=== Direction 1 ===
In the worked problems on empirical risk and mean absolute error, what value does Problem 8.1 find for the mean of the dataset?

═════ Passage to read

Write down the empiricial risk R_{\text{midterm}}(h) by using the above loss function.

R_{\text{midterm}}(h)=\frac{1}{n}\sum_{i=1}^{n}[(\alpha y_i - h)^2+\lambda h]=[\frac{1}{n}\sum_{i=1}^{n}(\alpha y_i - h)^2] +\lambda h


Problem 7.2

The mean of dataset is \bar{y}, i.e. \bar{y} = \frac{1}{n} \sum_{i = 1}^n y_i. Find h^* that minimizes R_{\text{midterm}}(h) using calculus. Your result should be in terms of \bar{y}, \alpha and \lambda.

h^*=\alpha \bar{y} - \frac{\lambda}{2}



\begin{align*} \frac{d}{dh}R_{\text{midterm}}(h)&= [\frac{2}{n}\sum_{i=1}^{n}(h- \alpha y_i )] +\lambda \\ &=2 h-2\alpha \bar{y} + \lambda. \end{align*}

By setting \frac{d}{dh}R_{\text{midterm}}(h)=0 we get 2 h^*-2\alpha \bar{y} + \lambda=0 \Rightarrow h^*=\alpha \bar{y} - \frac{\lambda}{2}.



Problem 8

Source: Spring 2023 Midterm 1, Problem 1

Consider a dataset such that 60 \leq y_1 \leq y_2 \leq \dots \leq y_n. Let R_{abs}(h) represent the mean absolute error of a constant prediction h on this dataset. Suppose we know that R_{abs}(27) = 94.


Problem 8.1

Find \bar y, or the mean of \{y_1, y_2, \dots, y_n\}.

\bar{y} = 121

There are several ways to complete this problem. One way is to interpret mean absolute error of a constant prediction h as the average distance of each data point to h. So we are told that the average distance of each data point to 27 is 94. That is, the data points are 94 units away from 27 on average. Since all the data is at least 60, they must be 94 units more than 27, or 121, on average.

You can also arrive at the same answer algebraically using the definition of R_{abs}(h). We have \begin{aligned} R_{abs}(h) &= \frac1n \sum_{i=1}^{n}|y_i - h| \\ R_{abs}(27) &= \frac1n \sum_{i=1}^{n}|y_i - 27| \\ &= \frac1n \sum_{i=1}^{n}(y_i - 27) \qquad \text{because each~} y_i\geq 60 \\ &= \frac1n\left( \sum_{i=1}^{n}y_i - \sum_{i=1}^{n}27\right) \\ &= \frac1n\left( n\cdot\bar y - n\cdot27\right) \\ &= \bar y - 27 \end{aligned}

Since we are told that R(27) = 94, we can set \bar y - 27 = 94, to find that \bar y = 121.

══════════
═════ Supplied material

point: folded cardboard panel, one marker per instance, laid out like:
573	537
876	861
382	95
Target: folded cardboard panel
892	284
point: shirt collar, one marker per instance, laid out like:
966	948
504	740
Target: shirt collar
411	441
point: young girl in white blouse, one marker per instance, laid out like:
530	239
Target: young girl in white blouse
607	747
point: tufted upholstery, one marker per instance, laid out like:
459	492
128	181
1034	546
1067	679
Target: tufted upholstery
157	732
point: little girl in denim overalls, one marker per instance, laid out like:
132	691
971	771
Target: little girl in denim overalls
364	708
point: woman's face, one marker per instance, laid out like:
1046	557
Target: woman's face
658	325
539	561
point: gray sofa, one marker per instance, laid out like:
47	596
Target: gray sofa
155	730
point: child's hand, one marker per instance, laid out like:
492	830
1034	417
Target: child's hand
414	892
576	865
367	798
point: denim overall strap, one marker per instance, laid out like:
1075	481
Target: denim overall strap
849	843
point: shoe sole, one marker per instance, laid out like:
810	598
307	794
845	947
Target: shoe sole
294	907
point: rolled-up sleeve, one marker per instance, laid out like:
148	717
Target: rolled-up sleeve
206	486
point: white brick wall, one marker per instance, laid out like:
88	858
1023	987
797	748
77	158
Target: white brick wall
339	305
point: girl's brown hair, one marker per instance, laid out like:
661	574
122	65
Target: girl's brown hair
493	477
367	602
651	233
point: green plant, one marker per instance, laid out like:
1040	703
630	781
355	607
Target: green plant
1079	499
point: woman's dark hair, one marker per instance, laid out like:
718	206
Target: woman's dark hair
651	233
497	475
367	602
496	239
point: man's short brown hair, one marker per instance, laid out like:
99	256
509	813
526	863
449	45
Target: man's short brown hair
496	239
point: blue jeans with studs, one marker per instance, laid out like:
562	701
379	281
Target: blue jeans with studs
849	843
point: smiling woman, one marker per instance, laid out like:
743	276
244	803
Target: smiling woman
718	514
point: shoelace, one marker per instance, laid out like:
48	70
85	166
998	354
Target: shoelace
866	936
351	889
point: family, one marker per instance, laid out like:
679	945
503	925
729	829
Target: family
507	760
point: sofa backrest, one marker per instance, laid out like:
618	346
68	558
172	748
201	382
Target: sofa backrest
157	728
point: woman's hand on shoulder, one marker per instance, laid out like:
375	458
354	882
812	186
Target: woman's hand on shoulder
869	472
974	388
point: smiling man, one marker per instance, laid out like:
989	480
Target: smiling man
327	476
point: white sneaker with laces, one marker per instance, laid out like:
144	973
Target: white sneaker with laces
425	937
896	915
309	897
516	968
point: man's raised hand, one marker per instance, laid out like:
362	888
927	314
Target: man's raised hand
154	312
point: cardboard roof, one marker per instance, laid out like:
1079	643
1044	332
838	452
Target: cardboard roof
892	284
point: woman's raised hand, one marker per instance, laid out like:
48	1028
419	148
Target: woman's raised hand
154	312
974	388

══════════

=== Direction 2 ===
Gather every line of the records that contains the word "plant".

=== Output 1 ===
121

=== Output 2 ===
point: green plant, one marker per instance, laid out like:
Target: green plant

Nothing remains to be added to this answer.